Retype the whole listing, please, keeping every line exact and dropping the pictures.

Image point annotation entries
- - - - -

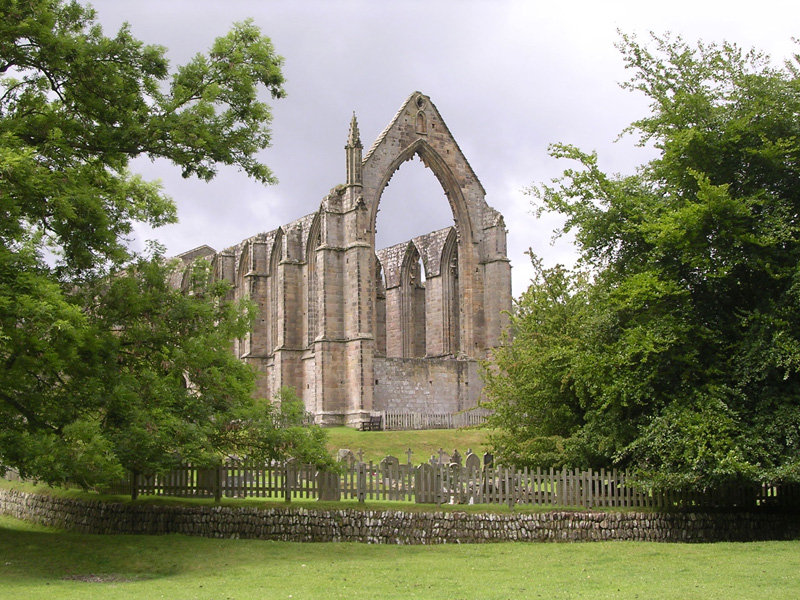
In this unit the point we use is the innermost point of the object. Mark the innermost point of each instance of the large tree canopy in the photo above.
(674, 348)
(103, 366)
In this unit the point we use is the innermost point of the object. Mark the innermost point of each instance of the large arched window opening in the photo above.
(412, 204)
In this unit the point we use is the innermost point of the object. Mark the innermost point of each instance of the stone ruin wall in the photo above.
(355, 329)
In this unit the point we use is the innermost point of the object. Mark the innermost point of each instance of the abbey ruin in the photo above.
(355, 329)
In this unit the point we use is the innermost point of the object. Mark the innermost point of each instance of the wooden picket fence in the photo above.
(397, 421)
(391, 480)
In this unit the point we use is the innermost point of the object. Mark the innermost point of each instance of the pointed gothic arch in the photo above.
(450, 185)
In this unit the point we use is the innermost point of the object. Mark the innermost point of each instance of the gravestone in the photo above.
(346, 456)
(472, 463)
(329, 486)
(425, 484)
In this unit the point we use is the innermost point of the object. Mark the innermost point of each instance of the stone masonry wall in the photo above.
(393, 527)
(425, 385)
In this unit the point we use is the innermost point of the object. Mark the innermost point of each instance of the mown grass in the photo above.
(377, 444)
(37, 562)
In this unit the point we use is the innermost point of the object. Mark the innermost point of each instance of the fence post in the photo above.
(361, 483)
(218, 484)
(134, 485)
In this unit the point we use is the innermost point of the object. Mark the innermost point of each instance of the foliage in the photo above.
(682, 361)
(103, 365)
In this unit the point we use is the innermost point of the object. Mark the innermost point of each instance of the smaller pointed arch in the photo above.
(413, 320)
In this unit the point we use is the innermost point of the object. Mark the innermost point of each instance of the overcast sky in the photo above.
(508, 77)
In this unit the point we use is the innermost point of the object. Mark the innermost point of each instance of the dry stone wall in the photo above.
(393, 527)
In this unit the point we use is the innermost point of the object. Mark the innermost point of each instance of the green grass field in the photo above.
(377, 444)
(36, 562)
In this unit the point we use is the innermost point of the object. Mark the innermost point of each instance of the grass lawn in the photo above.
(36, 562)
(377, 444)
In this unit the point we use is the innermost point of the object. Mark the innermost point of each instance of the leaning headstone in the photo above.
(472, 463)
(488, 460)
(425, 484)
(390, 471)
(346, 456)
(390, 466)
(329, 486)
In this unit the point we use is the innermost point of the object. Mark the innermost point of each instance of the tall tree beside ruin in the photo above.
(103, 367)
(681, 356)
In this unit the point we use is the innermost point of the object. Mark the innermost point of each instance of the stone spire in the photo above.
(354, 151)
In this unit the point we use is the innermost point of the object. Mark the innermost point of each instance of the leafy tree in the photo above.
(103, 366)
(684, 361)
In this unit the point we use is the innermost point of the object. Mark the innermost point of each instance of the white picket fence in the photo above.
(397, 421)
(391, 480)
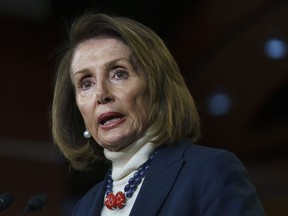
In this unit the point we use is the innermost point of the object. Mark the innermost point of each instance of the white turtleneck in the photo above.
(124, 164)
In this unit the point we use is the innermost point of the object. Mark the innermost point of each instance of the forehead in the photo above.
(98, 49)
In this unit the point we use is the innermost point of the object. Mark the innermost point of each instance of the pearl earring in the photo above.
(87, 134)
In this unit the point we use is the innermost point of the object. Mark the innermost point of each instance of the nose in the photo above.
(103, 94)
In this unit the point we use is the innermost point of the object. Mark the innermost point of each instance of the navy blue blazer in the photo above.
(187, 180)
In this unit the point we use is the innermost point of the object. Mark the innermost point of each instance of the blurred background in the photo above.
(232, 53)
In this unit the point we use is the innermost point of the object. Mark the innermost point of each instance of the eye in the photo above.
(86, 84)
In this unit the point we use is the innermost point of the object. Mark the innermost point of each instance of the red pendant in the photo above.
(120, 200)
(110, 201)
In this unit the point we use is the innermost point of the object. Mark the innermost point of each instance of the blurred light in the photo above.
(275, 48)
(219, 104)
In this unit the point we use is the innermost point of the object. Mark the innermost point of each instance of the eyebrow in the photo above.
(109, 64)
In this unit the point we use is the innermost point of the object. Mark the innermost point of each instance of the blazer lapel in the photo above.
(99, 199)
(160, 178)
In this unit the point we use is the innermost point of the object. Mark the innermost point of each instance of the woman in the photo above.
(119, 84)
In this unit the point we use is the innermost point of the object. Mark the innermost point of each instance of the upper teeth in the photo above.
(110, 121)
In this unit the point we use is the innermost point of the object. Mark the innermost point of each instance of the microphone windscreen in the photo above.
(37, 202)
(5, 200)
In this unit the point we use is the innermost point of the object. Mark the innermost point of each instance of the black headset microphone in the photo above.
(36, 203)
(6, 200)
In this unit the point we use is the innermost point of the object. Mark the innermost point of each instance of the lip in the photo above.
(110, 120)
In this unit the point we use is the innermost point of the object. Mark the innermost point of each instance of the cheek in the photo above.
(85, 109)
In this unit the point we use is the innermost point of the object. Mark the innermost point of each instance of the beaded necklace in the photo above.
(119, 200)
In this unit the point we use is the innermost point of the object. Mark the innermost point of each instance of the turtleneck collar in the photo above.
(131, 157)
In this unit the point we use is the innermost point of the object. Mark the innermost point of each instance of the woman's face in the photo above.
(111, 93)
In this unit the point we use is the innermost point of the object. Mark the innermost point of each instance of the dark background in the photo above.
(220, 48)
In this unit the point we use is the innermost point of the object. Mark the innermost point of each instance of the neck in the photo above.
(130, 158)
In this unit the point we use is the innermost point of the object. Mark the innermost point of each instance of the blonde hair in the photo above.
(174, 115)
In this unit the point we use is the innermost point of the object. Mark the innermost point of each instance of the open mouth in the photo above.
(110, 118)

- - - - -

FINAL ANSWER »
In this unit the point we use is the innermost point of the object. Mark the innermost point of each instance of the large tree canopy in the photo above.
(674, 348)
(103, 366)
In this unit the point we use is the innermost point of the object. Mark the innermost point of each instance of the large arched window opening in the photo above.
(412, 204)
In this unit the point we use is the innermost point of the object. Mark the innermost point of each instance of the stone ruin wall in the photo above.
(355, 329)
In this unit the point we use is the innermost point of the object. Mark the innermost point of each instance of the abbey ruin in the photo above.
(355, 329)
In this unit the point we use is the innermost point of the object. Mark the innermost point of each instance of the wooden picket fence in the photo above.
(397, 421)
(391, 480)
In this unit the point we use is the innermost point of the object. Mark the innermost point of each instance of the pointed gothic arch in the photo above.
(450, 185)
In this unit the point we use is the innermost point of the object. Mark the innermost point of each instance of the gravestone in the photo above.
(346, 456)
(472, 463)
(329, 486)
(425, 484)
In this unit the point we use is the innermost point of the object. Mark the innermost point of each instance of the stone masonry wall in the photo above.
(393, 527)
(425, 385)
In this unit the point we use is the innermost point of the object. Mark the innermost point of each instance of the mown grass in the photo above.
(377, 444)
(37, 562)
In this unit the point we use is the innermost point of the object. Mark the innermost point of each instance of the fence post in the photo above.
(361, 483)
(218, 484)
(134, 485)
In this unit the point we use is the innermost point of the object. Mark the innermost point of each instance of the foliage in the photo above.
(682, 361)
(103, 365)
In this unit the point we use is the innermost point of the object. Mark the innermost point of each instance of the smaller pointed arch in the photo above.
(413, 320)
In this unit the point we use is the innermost point of the object. Mark the innermost point of each instance of the overcast sky in the photo above.
(508, 77)
In this unit the point we use is the innermost point of the object. Mark the innermost point of each instance of the dry stone wall in the photo above.
(393, 527)
In this unit the point we use is the innermost point of the object. Mark the innermost point of each instance of the green grass field in the photo above.
(377, 444)
(36, 562)
In this unit the point we use is the innermost point of the object. Mark the innermost point of each instance of the grass lawn in the photo above.
(36, 562)
(377, 444)
In this unit the point we use is the innermost point of the object. Mark the innermost point of each instance of the leaning headstone in the photo above.
(472, 463)
(488, 460)
(425, 484)
(390, 471)
(346, 456)
(390, 466)
(329, 486)
In this unit the point we use is the innermost point of the object. Mark the innermost point of each instance of the tall tree beside ruin in the photo above.
(103, 367)
(681, 356)
In this unit the point we use is the innermost point of the object. Mark the innermost point of each instance of the stone spire in the photo above.
(354, 151)
In this unit the point we use is the innermost point of the object. Mark the innermost point of each instance of the leafy tree in the photo above.
(103, 366)
(684, 361)
In this unit the point we use is the innermost point of the object. Mark the innermost point of each instance of the white picket fence in the photo above.
(397, 421)
(391, 480)
In this unit the point we use is the innermost point of the object. Mark the innermost point of each instance of the white turtleneck in the photo above.
(124, 164)
In this unit the point we use is the innermost point of the object. Mark the innermost point of each instance of the forehead in the photo above.
(98, 49)
In this unit the point we use is the innermost point of the object. Mark the innermost point of each instance of the pearl earring in the photo above.
(87, 134)
In this unit the point we use is the innermost point of the object. Mark the innermost point of each instance of the nose in the photo above.
(103, 94)
In this unit the point we use is the innermost point of the object. Mark the innermost point of each instance of the navy blue blazer in the photo above.
(187, 180)
In this unit the point we use is the innermost point of the object. Mark the innermost point of each instance of the blurred background in the photo above.
(232, 53)
In this unit the point we use is the innermost point of the object. Mark the innermost point of each instance of the eye in the photo above.
(86, 84)
In this unit the point we use is the innermost point of the object. Mark the innermost point of each instance of the red pendant in the photo above.
(120, 200)
(110, 201)
In this unit the point we use is the innermost point of the object. Mark the innermost point of each instance of the blurred light in the photo above.
(275, 48)
(219, 104)
In this unit the point we use is the innermost point of the object. Mark the innermost point of each instance of the eyebrow in the photo above.
(109, 64)
In this unit the point we use is the innermost point of the object. Mark the innermost point of each instance of the blazer lapel in the photo above.
(99, 199)
(160, 178)
In this unit the point we use is the innermost point of the object. Mark the innermost point of each instance of the woman in the photo above.
(119, 84)
In this unit the point we use is the innermost point of the object. Mark the innermost point of each instance of the upper teeth in the photo above.
(110, 121)
In this unit the point we use is the innermost point of the object. Mark the innermost point of each instance of the microphone windscreen in the photo above.
(37, 202)
(5, 200)
In this unit the point we use is the innermost point of the object. Mark the innermost point of each instance of the black headset microphone in the photo above.
(36, 203)
(6, 200)
In this unit the point we use is the innermost point of the object. Mark the innermost point of each instance of the lip in the photo above.
(110, 120)
In this unit the point we use is the innermost point of the object. Mark the innermost point of each instance of the cheek in the photo above.
(85, 109)
In this unit the point we use is the innermost point of the object. Mark the innermost point of each instance of the beaded necklace in the photo above.
(119, 200)
In this unit the point we use is the innermost point of the object. Mark the innermost point of each instance of the turtleneck collar in the photo above.
(131, 157)
In this unit the point we use is the innermost point of the object. Mark the innermost point of each instance of the woman's face in the photo above.
(111, 93)
In this unit the point we use is the innermost point of the object. Mark the innermost point of each instance of the dark background in the photo above.
(220, 48)
In this unit the point we use is the innermost point of the object. Mark the innermost point of each instance of the neck in the photo above.
(130, 158)
In this unit the point we use is the innermost point of the object. Mark the innermost point of each instance of the blonde hair in the photo above.
(174, 115)
In this unit the point we use is the innermost point of the object. Mark the innermost point of each instance of the open mouth in the photo above.
(110, 118)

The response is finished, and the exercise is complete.